>>>>

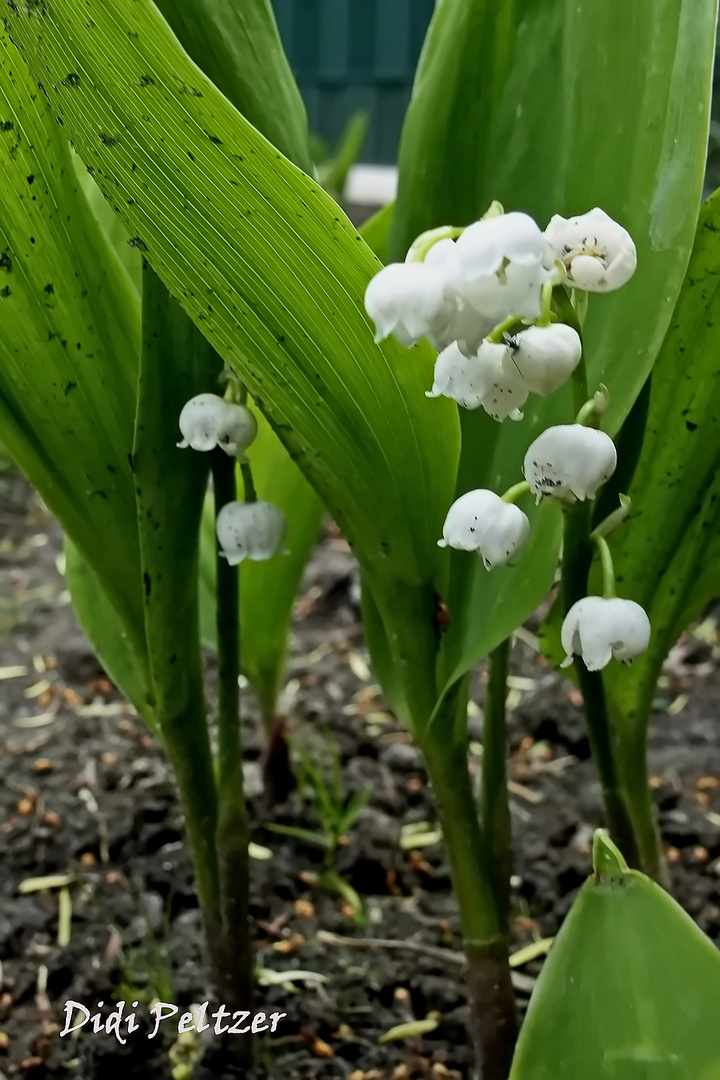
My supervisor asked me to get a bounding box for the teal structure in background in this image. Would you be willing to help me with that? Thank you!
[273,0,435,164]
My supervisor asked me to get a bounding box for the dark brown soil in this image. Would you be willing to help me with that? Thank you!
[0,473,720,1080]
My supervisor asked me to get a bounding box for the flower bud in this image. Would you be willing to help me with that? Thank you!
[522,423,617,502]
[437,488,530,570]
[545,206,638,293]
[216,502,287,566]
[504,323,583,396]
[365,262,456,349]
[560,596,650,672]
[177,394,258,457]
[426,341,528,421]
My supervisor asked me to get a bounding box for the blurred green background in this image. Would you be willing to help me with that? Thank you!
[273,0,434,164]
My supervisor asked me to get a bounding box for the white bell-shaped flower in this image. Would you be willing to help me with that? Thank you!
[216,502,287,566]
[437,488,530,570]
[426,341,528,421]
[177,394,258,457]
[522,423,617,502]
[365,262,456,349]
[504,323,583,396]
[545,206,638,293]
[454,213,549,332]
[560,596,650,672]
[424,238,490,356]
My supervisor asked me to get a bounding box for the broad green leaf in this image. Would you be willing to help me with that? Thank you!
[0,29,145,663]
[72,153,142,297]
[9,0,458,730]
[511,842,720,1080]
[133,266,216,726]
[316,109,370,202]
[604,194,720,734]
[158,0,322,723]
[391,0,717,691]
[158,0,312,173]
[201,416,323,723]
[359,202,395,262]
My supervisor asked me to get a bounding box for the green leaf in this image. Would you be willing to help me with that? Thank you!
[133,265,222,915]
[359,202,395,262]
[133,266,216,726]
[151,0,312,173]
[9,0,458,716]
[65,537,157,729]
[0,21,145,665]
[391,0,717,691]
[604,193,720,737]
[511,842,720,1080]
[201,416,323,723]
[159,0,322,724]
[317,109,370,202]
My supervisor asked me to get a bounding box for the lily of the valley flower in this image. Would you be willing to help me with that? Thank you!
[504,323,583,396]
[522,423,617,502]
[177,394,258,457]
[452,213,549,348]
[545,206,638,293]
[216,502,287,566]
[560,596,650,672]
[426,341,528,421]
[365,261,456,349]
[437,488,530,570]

<<<<

Return each line of the items above that contains the word "image".

My supervisor asked me to get a bounding box for the teal structure in background in this image. Would you be willing to help me with that? Thank you!
My supervisor asked me to get a bounding box for the dark brown soil in this image. Would you be willing to help me with that? Thank you!
My supervisor asked me to get a bounding box for the flower bud in this image. Would you be willing to help me with that? Thank you!
My supervisor asked me to get a bounding box for the blurred green background in this image. Would you be willing to help me with that? Thank you!
My supervisor asked me to get a bounding box for the white bell-shaped flower in this image. Would you be willing to help me with that? Thank you!
My supervisor asked me to get a bounding box for the broad green leaf in this image. Would you be willing to help me with that? Thank you!
My supervisor asked me to get a bounding box for the green leaf in this image. Would you be willing to help me with that? Thank you!
My supervisor asked me to get a bounding box for the lily of the valley flower in this image. Would you be willing to help me with that? Thank you!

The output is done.